Write out every line of the material exactly as it appears.

**PROVIDED DATA**

================

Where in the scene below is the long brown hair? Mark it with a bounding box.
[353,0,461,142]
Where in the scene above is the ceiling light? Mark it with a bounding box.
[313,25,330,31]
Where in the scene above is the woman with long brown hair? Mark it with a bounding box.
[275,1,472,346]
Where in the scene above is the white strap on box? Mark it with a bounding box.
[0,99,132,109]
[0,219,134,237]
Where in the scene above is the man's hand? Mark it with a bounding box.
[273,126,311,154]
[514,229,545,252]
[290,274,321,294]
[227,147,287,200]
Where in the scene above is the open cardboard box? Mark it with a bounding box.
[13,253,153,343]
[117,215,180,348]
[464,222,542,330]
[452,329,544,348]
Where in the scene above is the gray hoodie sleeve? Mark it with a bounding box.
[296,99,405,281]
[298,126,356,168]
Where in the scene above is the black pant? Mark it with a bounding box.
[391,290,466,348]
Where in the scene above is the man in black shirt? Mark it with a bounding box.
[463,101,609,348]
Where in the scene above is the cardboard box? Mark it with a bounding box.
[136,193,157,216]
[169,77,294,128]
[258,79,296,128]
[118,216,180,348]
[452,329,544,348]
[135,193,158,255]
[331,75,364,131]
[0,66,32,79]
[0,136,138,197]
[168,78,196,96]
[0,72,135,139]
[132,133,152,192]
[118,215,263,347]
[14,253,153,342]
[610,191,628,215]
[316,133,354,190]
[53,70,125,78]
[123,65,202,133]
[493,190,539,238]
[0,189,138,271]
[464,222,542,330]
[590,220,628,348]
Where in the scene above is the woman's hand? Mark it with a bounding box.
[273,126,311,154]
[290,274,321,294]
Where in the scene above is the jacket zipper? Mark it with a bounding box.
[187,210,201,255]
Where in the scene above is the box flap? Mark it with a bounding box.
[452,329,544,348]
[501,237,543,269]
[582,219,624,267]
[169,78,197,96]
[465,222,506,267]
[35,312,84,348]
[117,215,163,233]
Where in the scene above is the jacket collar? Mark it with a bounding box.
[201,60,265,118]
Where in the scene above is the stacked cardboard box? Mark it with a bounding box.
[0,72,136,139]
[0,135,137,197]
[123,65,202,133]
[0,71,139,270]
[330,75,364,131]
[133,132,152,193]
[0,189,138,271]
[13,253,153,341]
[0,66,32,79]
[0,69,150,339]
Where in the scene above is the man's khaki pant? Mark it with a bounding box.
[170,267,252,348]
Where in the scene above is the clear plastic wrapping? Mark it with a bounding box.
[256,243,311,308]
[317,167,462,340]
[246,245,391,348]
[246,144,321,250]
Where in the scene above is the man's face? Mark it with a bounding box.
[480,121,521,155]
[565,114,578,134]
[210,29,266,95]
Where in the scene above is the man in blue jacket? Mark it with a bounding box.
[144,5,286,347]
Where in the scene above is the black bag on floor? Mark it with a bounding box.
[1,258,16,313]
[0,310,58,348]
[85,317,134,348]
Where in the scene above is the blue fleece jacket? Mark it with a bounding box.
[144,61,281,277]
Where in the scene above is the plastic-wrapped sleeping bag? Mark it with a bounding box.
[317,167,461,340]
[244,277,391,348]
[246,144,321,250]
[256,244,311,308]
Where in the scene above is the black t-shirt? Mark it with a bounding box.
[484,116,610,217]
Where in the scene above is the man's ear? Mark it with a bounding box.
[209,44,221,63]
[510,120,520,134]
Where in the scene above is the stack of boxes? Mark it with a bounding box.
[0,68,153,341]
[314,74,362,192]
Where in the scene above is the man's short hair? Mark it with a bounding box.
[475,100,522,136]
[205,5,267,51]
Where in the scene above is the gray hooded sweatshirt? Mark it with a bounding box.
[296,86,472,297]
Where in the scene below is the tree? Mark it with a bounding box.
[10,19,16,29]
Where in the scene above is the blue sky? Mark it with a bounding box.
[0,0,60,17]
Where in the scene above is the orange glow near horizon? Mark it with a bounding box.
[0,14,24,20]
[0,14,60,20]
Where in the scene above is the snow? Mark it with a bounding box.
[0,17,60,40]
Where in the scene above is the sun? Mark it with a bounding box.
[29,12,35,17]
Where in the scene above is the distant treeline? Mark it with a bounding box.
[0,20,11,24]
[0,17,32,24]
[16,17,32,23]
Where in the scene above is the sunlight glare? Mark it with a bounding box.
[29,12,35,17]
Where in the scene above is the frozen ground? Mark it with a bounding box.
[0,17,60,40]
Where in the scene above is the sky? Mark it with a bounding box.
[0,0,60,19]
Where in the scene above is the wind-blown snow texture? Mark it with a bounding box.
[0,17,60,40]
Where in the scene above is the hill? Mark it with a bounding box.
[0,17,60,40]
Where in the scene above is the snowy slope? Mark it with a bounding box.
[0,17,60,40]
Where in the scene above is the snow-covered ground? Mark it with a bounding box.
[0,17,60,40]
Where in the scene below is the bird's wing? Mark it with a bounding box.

================

**RESPONSE**
Where in the scene below is the long brown hair? Mark it with a bounding box.
[353,0,461,142]
Where in the scene above is the ceiling light? Mark it with a bounding box.
[313,25,330,31]
Where in the scene above is the woman with long brown hair? Mark it with a bounding box.
[275,1,472,346]
Where in the scene above is the white strap on box? Mark it with a bounding box.
[0,99,132,109]
[0,219,134,237]
Where in the scene above is the man's hand? Mark it with a bounding box.
[273,126,311,154]
[514,229,545,252]
[290,274,321,294]
[227,147,287,200]
Where in the scene above is the open cardboard box? Mark it with a bounding box.
[13,253,153,343]
[117,215,180,348]
[464,222,542,330]
[452,329,544,348]
Where in the scene above is the gray hoodie sleeve? Mark it with a bounding box.
[296,99,405,281]
[298,126,356,168]
Where in the scene above is the black pant? Mark it with a bounding box.
[391,290,466,348]
Where in the scene above is the man in black shirt? Mark it with a bounding box.
[463,101,609,348]
Where in the scene above is the cardboard box? Mark it with a bounding box.
[136,193,157,216]
[169,77,294,128]
[258,79,296,128]
[118,216,180,348]
[452,329,544,348]
[135,193,158,255]
[331,75,364,131]
[0,66,32,79]
[0,136,138,197]
[168,78,196,96]
[0,72,135,139]
[132,133,152,192]
[118,215,263,347]
[14,253,153,342]
[610,191,628,215]
[316,133,354,190]
[53,70,125,78]
[123,65,202,133]
[493,190,539,238]
[0,189,138,271]
[464,222,542,330]
[590,220,628,348]
Where in the scene above is the woman's hand? Mark it with a bounding box.
[273,126,311,154]
[290,274,321,294]
Where in the scene above is the jacket zipper? Mark it with a bounding box.
[187,210,201,255]
Where in the scene above is the box flap? Mark it with a bounding box.
[452,329,544,348]
[501,237,543,269]
[582,219,624,267]
[169,78,197,96]
[465,222,506,267]
[35,312,84,348]
[117,215,163,233]
Where in the scene above is the jacket collar? Mark it with a bounding box.
[201,60,265,118]
Where in the scene above is the stacked cardboard box? Mark it with a bounding box.
[0,72,136,139]
[0,135,137,197]
[123,65,202,133]
[0,71,139,270]
[330,75,364,131]
[133,132,152,193]
[0,189,138,271]
[13,253,153,341]
[0,66,32,79]
[0,69,150,339]
Where in the scene above is the man's khaki pant? Mark it with a bounding box.
[170,267,252,348]
Where in the scene above is the clear plastic wrapping? Mark it with a bounding box.
[256,243,311,308]
[317,167,462,340]
[246,245,391,348]
[246,144,321,250]
Where in the scene above is the man's face? Mark it with a bounding box.
[480,121,521,155]
[565,114,578,134]
[210,29,266,95]
Where in the scene above is the man in blue jacket? Mark it with a bounding box.
[144,5,286,347]
Where in the scene above is the black bag on floor? Mark it with a bounding box.
[1,258,16,313]
[0,310,58,348]
[85,317,134,348]
Where in the scene above is the blue fleece jacket? Mark it with a bounding box.
[144,61,281,277]
Where in the scene above is the plastic-wrapped sleeping bag? Mark it with a bounding box.
[317,167,461,340]
[244,277,391,348]
[246,144,321,250]
[256,244,311,308]
Where in the scene above is the black t-shirt? Mark it with a bounding box.
[484,116,610,217]
Where in the scene above is the man's ear? Mark it with a bounding box.
[209,44,221,63]
[510,120,520,134]
Where in the scene above is the stack of boxes? Mark it with a bounding box.
[0,68,153,341]
[314,74,362,192]
Where in the scene above is the man's short hair? Mark it with a bounding box.
[475,100,522,136]
[205,5,267,51]
Where in the scene above is the gray hooded sweatshirt? Mark it with a bounding box.
[296,86,472,297]
Where in the scene below is the tree? Mark it with a bounding box.
[10,19,16,29]
Where in the scene above is the blue sky? Mark it with a bounding box.
[0,0,60,17]
Where in the scene above is the orange glow near horizon? Mark it with a bounding box.
[0,14,24,20]
[0,14,60,20]
Where in the scene above is the snow? Mark it with a bounding box.
[0,17,60,40]
Where in the scene above is the sun? Mark it with a bounding box.
[29,12,35,17]
Where in the scene above is the distant treeline? Mark it with a bounding box.
[0,20,11,24]
[0,17,32,24]
[16,17,32,23]
Where in the scene above is the sunlight glare? Mark it with a bounding box.
[29,12,35,17]
Where in the scene above is the frozen ground? Mark it with a bounding box.
[0,17,60,40]
Where in the scene above is the sky? Mark it with a bounding box.
[0,0,60,19]
Where in the scene above is the wind-blown snow texture? Mark it with a bounding box.
[0,17,60,40]
Where in the scene above is the hill? Mark it with a bounding box.
[0,17,60,40]
Where in the scene above is the snowy slope? Mark it with a bounding box.
[0,17,60,40]
Where in the scene above is the snow-covered ground? Mark it with a bounding box.
[0,17,60,40]
Where in the scene below is the bird's wing? Mark it with a bounding box.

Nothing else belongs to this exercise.